◆ THE RECORDS
= = = = = = =

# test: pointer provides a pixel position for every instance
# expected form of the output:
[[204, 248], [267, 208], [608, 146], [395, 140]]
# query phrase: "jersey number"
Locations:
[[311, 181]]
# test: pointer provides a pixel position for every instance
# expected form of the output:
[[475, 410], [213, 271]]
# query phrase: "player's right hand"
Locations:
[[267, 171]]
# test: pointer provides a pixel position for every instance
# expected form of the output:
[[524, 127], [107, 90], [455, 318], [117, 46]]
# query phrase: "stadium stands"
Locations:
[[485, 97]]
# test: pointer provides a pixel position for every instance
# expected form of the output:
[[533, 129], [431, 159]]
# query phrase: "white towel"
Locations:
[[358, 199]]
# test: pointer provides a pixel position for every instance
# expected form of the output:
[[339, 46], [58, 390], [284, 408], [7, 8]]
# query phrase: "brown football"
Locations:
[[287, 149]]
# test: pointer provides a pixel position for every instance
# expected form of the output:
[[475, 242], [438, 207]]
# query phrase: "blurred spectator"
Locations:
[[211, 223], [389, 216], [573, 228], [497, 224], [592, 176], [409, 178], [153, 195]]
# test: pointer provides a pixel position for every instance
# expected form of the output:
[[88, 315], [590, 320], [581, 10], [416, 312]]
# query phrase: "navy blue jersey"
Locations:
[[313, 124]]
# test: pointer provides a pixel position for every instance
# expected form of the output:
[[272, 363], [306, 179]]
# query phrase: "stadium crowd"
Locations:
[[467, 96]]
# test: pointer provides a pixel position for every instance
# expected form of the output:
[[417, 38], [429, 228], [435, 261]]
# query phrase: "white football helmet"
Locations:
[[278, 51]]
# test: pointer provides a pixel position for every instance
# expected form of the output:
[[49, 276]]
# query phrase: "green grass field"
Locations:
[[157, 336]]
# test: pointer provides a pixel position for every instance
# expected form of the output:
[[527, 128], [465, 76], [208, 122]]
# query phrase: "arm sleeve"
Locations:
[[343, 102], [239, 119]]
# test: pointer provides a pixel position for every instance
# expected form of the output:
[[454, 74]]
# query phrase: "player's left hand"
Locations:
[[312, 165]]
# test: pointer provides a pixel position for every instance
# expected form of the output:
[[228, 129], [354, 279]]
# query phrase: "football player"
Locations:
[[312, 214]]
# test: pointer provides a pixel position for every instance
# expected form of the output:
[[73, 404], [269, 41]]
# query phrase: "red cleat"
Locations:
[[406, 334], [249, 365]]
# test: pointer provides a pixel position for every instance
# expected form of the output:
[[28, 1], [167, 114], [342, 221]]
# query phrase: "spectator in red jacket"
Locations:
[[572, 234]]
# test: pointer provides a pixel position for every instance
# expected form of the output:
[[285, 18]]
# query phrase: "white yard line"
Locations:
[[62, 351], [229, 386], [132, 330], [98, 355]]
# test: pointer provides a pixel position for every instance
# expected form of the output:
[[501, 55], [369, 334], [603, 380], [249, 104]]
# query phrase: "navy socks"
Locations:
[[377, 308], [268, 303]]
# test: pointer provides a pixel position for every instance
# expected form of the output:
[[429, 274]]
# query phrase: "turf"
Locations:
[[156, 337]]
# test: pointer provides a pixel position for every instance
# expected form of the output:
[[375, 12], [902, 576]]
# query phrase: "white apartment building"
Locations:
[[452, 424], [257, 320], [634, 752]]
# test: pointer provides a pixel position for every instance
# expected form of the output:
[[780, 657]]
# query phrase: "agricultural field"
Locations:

= = = = = = =

Reproduce every line of the data above, unchanged and in the same order.

◆ TASK SOLUTION
# test: pointer provides a pixel position for every instance
# expected form of the output:
[[204, 248], [267, 208], [608, 146], [395, 140]]
# query phrase: "jersey number"
Locations:
[[311, 181]]
# test: pointer provides a pixel position for every instance
# expected form of the output:
[[475, 410], [213, 271]]
# query phrase: "player's right hand"
Locations:
[[267, 171]]
# test: pointer provides a pixel position for every instance
# expected form of the output:
[[524, 127], [107, 90], [455, 318], [117, 46]]
# query phrase: "stadium stands"
Locations:
[[485, 97]]
# test: pointer provides a pixel position for every instance
# expected form of the output:
[[533, 129], [431, 159]]
# query phrase: "white towel"
Locations:
[[358, 199]]
# test: pointer provides a pixel position for every instance
# expected form of the output:
[[339, 46], [58, 390], [284, 408], [7, 8]]
# query phrase: "brown football"
Locations:
[[287, 149]]
# test: pointer provides a pixel position for every instance
# expected form of the output:
[[475, 242], [438, 207]]
# query phrase: "blurred spectator"
Locations:
[[211, 223], [389, 216], [573, 228], [497, 224], [592, 176], [409, 178], [153, 195]]
# test: pointer provides a pixel position for every instance
# expected form of the output:
[[88, 315], [590, 320], [581, 10], [416, 312]]
# query phrase: "navy blue jersey"
Locations:
[[313, 124]]
# test: pointer provides a pixel position for every instance
# expected form of the output:
[[272, 363], [306, 179]]
# query phrase: "stadium crowd"
Locations:
[[467, 96]]
# test: pointer provides a pixel position for every instance
# expected form of the output:
[[417, 38], [429, 228], [435, 261]]
# query phrase: "white football helmet"
Locations:
[[278, 51]]
# test: pointer provides a pixel position for every instance
# expected form of the output:
[[49, 276]]
# query phrase: "green grass field"
Locations:
[[157, 336]]
# test: pointer provides a pixel position for every instance
# expected form of the output:
[[527, 128], [465, 76], [208, 122]]
# query phrase: "arm sleeve"
Locations:
[[343, 102], [239, 119]]
# test: pointer provides a pixel position for every instance
# expected form of the output:
[[454, 74]]
# query phrase: "player's left hand"
Locations:
[[312, 165]]
# test: pointer provides a pixel position for every instance
# expected form of the output:
[[228, 129], [354, 279]]
# query phrase: "football player"
Locations:
[[312, 214]]
# test: pointer provides a pixel position for every instance
# expected form of the output:
[[73, 404], [269, 41]]
# query phrase: "red cleat"
Locations:
[[406, 334], [249, 365]]
# test: pointer provides a pixel position for every instance
# expected form of the output:
[[28, 1], [167, 114], [342, 221]]
# query phrase: "spectator in red jacket"
Locations:
[[572, 234]]
# test: pointer provides a pixel position for every instance
# expected form of the output:
[[285, 18]]
# query phrase: "white yard line"
Locations:
[[62, 351], [229, 386], [132, 330], [98, 355]]
# test: pointer provides a pixel position for every instance
# expected form of the output:
[[501, 55], [369, 334], [603, 380], [249, 104]]
# query phrase: "navy socks"
Locations:
[[377, 308], [268, 303]]
# test: pointer provides a pixel position for every instance
# expected form of the output:
[[429, 274]]
# query phrase: "turf"
Locations:
[[156, 337]]
# test: pointer provides a pixel position for every instance
# expected form of the output:
[[375, 12], [902, 576]]
# query phrase: "white apartment building"
Locations:
[[452, 424], [257, 320], [634, 752]]
# test: pointer provides a pixel position for every instance
# expected form of the output:
[[780, 657]]
# query phrase: "agricultural field"
Locations:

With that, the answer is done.